• TASK REQUIREMENTS:
Scan the records for lines holding "fallen". Say how many there are and give nothing else.

• DATASET RECORDS:
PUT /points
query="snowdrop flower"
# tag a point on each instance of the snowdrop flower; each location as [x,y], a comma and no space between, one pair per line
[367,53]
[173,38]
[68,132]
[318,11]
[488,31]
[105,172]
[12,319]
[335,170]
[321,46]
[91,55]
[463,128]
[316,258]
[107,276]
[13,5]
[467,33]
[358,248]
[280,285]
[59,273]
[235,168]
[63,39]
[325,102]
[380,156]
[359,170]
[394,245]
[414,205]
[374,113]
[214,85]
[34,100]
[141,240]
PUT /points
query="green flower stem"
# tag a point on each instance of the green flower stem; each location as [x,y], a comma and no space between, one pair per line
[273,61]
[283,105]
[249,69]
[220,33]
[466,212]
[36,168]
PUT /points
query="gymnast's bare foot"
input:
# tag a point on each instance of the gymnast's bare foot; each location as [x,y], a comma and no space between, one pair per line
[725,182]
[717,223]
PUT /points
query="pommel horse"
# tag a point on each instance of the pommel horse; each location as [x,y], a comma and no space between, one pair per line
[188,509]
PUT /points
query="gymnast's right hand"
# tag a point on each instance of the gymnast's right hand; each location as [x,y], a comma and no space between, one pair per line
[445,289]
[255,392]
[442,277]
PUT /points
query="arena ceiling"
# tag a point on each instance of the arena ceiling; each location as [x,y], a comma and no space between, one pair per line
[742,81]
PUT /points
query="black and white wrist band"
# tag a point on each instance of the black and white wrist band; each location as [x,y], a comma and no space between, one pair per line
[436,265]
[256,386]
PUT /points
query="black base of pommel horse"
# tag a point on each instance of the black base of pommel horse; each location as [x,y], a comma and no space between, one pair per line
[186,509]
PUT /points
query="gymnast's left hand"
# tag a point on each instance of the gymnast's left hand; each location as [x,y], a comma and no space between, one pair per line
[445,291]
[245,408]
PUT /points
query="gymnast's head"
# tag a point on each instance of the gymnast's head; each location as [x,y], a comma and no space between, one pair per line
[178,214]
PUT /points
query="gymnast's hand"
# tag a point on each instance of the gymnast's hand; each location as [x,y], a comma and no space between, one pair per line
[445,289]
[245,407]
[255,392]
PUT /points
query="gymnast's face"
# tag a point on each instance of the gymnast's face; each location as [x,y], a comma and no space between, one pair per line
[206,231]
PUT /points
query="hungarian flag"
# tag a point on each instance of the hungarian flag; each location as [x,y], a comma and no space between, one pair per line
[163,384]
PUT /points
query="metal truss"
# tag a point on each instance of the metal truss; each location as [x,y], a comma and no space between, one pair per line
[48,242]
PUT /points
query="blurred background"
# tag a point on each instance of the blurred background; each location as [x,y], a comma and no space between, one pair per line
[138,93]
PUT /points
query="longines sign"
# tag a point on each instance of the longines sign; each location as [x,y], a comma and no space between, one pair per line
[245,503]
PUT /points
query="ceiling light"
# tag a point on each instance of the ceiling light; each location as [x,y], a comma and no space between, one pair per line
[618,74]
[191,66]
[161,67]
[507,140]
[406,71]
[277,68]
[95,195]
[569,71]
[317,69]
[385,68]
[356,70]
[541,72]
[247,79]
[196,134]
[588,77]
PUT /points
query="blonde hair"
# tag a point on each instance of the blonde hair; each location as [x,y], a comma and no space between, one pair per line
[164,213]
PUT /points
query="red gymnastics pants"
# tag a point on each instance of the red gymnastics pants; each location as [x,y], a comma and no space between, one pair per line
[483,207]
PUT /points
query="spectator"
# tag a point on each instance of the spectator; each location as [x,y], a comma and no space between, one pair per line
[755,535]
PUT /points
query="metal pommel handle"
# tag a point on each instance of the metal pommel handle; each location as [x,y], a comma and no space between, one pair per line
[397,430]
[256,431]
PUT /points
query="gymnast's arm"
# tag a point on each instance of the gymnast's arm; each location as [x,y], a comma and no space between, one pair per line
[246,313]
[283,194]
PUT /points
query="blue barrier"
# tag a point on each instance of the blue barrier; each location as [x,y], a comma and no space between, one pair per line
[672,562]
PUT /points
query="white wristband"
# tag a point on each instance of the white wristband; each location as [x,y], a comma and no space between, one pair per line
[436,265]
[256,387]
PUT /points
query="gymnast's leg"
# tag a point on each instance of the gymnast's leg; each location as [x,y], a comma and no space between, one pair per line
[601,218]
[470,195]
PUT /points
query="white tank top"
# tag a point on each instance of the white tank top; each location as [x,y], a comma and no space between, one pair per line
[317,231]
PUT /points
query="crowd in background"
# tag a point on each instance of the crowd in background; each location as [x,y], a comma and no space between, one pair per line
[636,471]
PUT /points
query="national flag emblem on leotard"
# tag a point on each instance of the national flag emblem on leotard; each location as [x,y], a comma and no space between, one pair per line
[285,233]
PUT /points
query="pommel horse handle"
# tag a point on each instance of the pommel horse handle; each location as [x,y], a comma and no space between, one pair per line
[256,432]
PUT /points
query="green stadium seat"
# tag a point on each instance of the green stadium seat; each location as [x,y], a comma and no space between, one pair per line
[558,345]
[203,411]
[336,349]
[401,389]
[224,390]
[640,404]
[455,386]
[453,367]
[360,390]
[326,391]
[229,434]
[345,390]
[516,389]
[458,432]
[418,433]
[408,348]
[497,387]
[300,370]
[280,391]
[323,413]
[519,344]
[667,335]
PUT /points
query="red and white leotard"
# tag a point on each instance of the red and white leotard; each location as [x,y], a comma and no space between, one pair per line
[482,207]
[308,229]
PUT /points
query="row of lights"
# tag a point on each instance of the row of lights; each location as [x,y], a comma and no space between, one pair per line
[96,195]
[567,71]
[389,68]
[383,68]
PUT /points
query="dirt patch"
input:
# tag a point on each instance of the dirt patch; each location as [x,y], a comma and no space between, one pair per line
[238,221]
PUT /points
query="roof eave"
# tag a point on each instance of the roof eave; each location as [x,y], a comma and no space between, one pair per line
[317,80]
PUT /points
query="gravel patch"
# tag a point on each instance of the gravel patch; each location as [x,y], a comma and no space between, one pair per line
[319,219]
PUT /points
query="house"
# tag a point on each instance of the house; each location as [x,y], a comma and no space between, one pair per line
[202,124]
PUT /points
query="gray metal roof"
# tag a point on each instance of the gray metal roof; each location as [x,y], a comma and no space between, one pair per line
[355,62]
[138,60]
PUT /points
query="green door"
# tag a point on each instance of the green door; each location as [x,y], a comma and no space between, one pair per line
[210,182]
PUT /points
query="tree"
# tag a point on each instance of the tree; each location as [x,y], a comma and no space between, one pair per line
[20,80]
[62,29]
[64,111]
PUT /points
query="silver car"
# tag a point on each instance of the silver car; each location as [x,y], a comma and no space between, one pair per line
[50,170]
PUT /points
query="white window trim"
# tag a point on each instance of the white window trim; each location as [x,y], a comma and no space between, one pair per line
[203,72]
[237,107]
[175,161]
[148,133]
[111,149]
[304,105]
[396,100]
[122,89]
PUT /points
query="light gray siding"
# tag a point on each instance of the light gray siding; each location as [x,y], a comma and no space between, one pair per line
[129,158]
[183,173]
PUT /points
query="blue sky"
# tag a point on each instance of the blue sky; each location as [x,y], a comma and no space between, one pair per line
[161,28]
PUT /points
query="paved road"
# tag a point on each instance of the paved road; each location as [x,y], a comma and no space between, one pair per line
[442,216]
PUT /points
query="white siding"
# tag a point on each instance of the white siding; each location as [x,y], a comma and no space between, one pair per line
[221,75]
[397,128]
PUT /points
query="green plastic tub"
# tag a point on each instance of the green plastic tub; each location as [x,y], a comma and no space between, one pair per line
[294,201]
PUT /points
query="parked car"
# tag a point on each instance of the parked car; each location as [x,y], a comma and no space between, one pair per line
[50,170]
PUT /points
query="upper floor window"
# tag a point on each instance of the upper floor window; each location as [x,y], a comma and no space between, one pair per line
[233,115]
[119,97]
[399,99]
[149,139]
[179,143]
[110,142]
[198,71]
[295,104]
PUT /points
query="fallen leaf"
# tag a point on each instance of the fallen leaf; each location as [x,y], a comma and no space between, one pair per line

• RESPONSE BELOW:
2